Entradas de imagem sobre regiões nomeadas
══════
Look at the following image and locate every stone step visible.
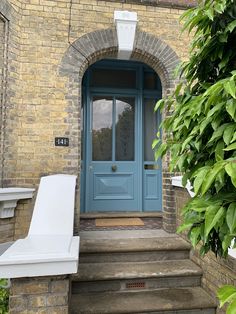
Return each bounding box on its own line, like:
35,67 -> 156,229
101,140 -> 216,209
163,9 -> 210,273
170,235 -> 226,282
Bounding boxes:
71,287 -> 216,314
71,260 -> 202,293
80,236 -> 190,263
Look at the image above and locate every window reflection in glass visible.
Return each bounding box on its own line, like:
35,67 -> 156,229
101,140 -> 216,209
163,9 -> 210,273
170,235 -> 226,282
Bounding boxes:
116,98 -> 135,161
144,99 -> 157,161
92,97 -> 113,161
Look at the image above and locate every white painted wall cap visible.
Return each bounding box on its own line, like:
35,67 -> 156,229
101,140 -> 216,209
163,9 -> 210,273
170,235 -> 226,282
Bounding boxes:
114,11 -> 138,22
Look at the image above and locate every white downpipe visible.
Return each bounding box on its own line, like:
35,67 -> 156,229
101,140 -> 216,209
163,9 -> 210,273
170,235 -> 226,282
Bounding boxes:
114,11 -> 138,60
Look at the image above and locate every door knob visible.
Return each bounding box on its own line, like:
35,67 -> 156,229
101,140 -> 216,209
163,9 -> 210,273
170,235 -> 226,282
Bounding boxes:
111,165 -> 117,172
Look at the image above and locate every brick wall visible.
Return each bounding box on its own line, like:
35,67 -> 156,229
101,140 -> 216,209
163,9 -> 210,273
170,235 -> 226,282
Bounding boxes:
9,276 -> 70,314
174,187 -> 236,314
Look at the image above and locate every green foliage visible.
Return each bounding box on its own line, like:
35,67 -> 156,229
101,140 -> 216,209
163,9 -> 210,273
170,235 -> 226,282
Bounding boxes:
217,286 -> 236,314
0,279 -> 9,314
153,0 -> 236,256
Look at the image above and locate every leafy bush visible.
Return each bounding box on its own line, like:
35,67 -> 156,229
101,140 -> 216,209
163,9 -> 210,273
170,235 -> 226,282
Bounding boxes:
0,279 -> 9,314
153,0 -> 236,256
153,0 -> 236,314
218,286 -> 236,314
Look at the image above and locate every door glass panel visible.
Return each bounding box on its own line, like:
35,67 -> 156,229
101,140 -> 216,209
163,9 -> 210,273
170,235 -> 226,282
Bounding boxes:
92,97 -> 113,161
91,69 -> 136,88
144,99 -> 157,161
115,97 -> 135,161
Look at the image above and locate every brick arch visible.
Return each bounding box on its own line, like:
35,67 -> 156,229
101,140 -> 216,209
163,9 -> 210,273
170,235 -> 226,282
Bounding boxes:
60,28 -> 180,91
59,28 -> 180,232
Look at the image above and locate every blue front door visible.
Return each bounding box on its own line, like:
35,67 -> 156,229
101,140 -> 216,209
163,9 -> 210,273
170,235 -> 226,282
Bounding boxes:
86,94 -> 141,211
81,62 -> 162,212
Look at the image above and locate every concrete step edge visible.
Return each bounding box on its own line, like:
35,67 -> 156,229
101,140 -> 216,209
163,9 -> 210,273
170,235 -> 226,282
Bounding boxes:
80,237 -> 191,254
71,287 -> 216,314
71,260 -> 202,282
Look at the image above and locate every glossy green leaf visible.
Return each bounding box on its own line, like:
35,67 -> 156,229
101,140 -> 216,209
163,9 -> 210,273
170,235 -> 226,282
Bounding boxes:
224,143 -> 236,151
217,285 -> 236,307
226,295 -> 236,314
193,167 -> 211,194
227,20 -> 236,33
201,162 -> 225,194
224,80 -> 236,98
225,162 -> 236,187
223,124 -> 236,145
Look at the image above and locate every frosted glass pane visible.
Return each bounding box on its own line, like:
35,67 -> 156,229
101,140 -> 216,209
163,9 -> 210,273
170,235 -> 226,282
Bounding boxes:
92,97 -> 113,161
144,99 -> 157,161
116,98 -> 135,161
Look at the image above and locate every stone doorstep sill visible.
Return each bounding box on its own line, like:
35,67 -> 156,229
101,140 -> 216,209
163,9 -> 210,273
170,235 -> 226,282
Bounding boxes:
0,187 -> 35,219
171,176 -> 236,259
0,235 -> 80,278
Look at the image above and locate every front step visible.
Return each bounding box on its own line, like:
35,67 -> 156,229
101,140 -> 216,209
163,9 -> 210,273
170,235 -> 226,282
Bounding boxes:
72,260 -> 202,293
80,236 -> 190,263
70,230 -> 216,314
71,287 -> 215,314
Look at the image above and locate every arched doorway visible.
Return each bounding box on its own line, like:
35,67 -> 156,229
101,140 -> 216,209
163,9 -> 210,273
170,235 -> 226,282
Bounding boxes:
81,60 -> 162,212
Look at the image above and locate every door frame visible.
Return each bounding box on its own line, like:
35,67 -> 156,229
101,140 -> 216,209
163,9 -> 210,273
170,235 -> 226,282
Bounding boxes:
80,60 -> 162,213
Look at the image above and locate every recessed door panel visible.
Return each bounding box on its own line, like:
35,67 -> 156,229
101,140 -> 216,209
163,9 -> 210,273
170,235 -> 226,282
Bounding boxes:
93,173 -> 134,200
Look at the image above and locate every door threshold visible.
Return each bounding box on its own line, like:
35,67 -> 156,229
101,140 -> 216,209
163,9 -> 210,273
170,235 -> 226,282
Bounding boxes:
80,212 -> 163,219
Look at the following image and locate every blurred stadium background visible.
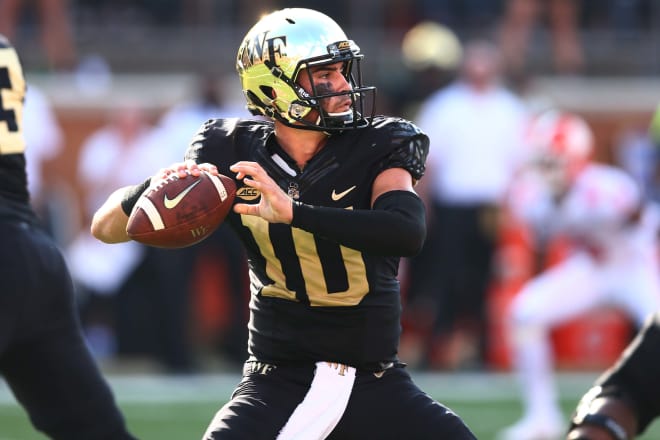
══════
Tarefa proposta: Troque "locate" por "find" em todas as entradas e reescreva as linhas sem nenhuma outra alteração, deixando as imagens fora da resposta.

Resposta da tarefa:
Look at the following image and find every stone step visible.
Return each bounding box on its own line, like:
35,67 -> 156,229
101,140 -> 216,209
163,9 -> 210,273
170,235 -> 226,282
Bounding boxes:
71,287 -> 216,314
71,260 -> 202,293
80,236 -> 190,263
Look at the image above and find every window reflection in glass visible.
Return each bounding box on its own line, like:
35,67 -> 156,229
101,140 -> 216,209
163,9 -> 210,273
170,235 -> 226,282
Bounding boxes:
116,98 -> 135,161
144,99 -> 157,161
92,97 -> 113,161
Look at the image above and find every white painted wall cap visible.
Return each bounding box on its own line, like:
35,67 -> 156,229
101,140 -> 216,209
163,9 -> 210,273
170,235 -> 226,282
Bounding boxes:
114,11 -> 138,22
Look at the image above and find every white downpipe visible.
Return each bounding box on its own line, like:
35,67 -> 156,229
101,140 -> 216,209
163,9 -> 210,273
170,235 -> 226,282
Bounding boxes:
114,11 -> 138,60
Look at the image above and find every door knob visible.
Return each bounding box on its own line, like:
35,67 -> 156,229
101,140 -> 216,209
163,9 -> 210,273
170,235 -> 226,282
Bounding boxes:
111,165 -> 117,172
Look at the image above and find every brick wall visible.
Return each bounding box on its own line, like:
35,67 -> 156,229
101,140 -> 216,209
163,9 -> 210,273
170,235 -> 226,282
Bounding boxes:
9,276 -> 70,314
174,187 -> 236,314
Look at the image above and find every green foliage visible.
Return each bounding box on its own line, like:
35,67 -> 156,229
101,140 -> 216,209
163,9 -> 210,273
170,235 -> 226,282
Bounding boxes:
217,286 -> 236,314
0,279 -> 9,314
153,0 -> 236,256
Look at the image above and find every leafy bush visible.
Return each bounding box on its own line, like:
35,67 -> 156,229
101,140 -> 216,209
163,9 -> 210,273
170,235 -> 226,282
Bounding boxes:
0,279 -> 9,314
153,0 -> 236,256
153,0 -> 236,314
218,286 -> 236,314
Look at the image above and find every door glass panel visible.
Return each bounding box on its own line, like:
35,67 -> 156,229
101,140 -> 216,209
163,9 -> 210,273
170,235 -> 226,282
Bounding boxes:
92,97 -> 113,161
91,69 -> 136,88
144,99 -> 157,161
115,97 -> 135,161
Look at the image above and find every brick arch visible.
Return each bounding box on its own line, like:
35,67 -> 156,229
101,140 -> 216,209
163,9 -> 210,273
170,235 -> 226,282
Bounding boxes:
60,28 -> 180,91
59,28 -> 180,232
Look at the image above and find every blue front door visible.
Return each bounding box on its own line, like:
35,67 -> 156,229
101,140 -> 216,209
163,9 -> 210,273
170,235 -> 226,282
Bounding boxes:
86,94 -> 141,211
81,62 -> 162,212
Look at the image above and find every concrete step edge visible.
Return each bounding box on its own line, like:
35,67 -> 156,229
101,140 -> 216,209
163,9 -> 210,273
170,235 -> 226,282
Bounding boxes:
80,237 -> 191,254
71,287 -> 216,314
71,260 -> 202,282
Look at the image above and find every glossy green leaf visible.
Return each bounding box on its own line, like:
35,67 -> 156,229
101,140 -> 216,209
163,9 -> 210,273
170,235 -> 226,282
Bounding boxes:
224,143 -> 236,151
217,285 -> 236,307
226,295 -> 236,314
193,167 -> 211,194
227,20 -> 236,33
201,162 -> 225,194
224,80 -> 236,98
225,162 -> 236,187
223,124 -> 236,145
Look at the image above and find every frosted glass pane visible.
Return each bounding box on its own line, like:
35,67 -> 156,229
101,140 -> 216,209
163,9 -> 210,273
170,235 -> 226,282
Bounding boxes:
92,97 -> 113,161
144,99 -> 157,161
116,98 -> 135,161
Look at the image above and find every stone doorstep sill visible.
Return each bounding box on its own line, like:
35,67 -> 156,229
101,140 -> 216,209
163,9 -> 210,273
170,235 -> 226,282
Bounding boxes:
0,187 -> 35,219
171,176 -> 236,259
0,235 -> 80,278
Look at the image above and find every front step visible.
Return each bounding box on its own line, like:
35,67 -> 156,229
101,140 -> 216,209
163,9 -> 210,273
170,235 -> 226,282
Bounding boxes:
72,260 -> 202,293
80,236 -> 190,263
70,230 -> 216,314
71,287 -> 215,314
Look at the image above and find every arched doorway visible.
Return each bounding box on its own line, like:
35,67 -> 156,229
101,140 -> 216,209
163,9 -> 210,273
170,235 -> 226,282
Bounding boxes:
81,60 -> 162,212
Look at the image above and find every door frame visible.
Return each bounding box on its own line, like:
35,67 -> 156,229
101,140 -> 216,209
163,9 -> 210,273
170,235 -> 226,282
Bounding boxes:
80,60 -> 162,213
Look at the image above and find every recessed door panel visible.
Return each bounding box on its own line, like:
35,67 -> 156,229
101,140 -> 216,209
163,9 -> 210,273
170,235 -> 226,282
Bounding boxes:
93,173 -> 134,200
Look at the image above and find every door threshold visible.
Return each bounding box on its own line, like:
35,67 -> 156,229
101,140 -> 216,209
163,9 -> 210,273
170,235 -> 226,282
Bounding boxes:
80,212 -> 163,219
Look at the following image and find every blurred stadium background visible.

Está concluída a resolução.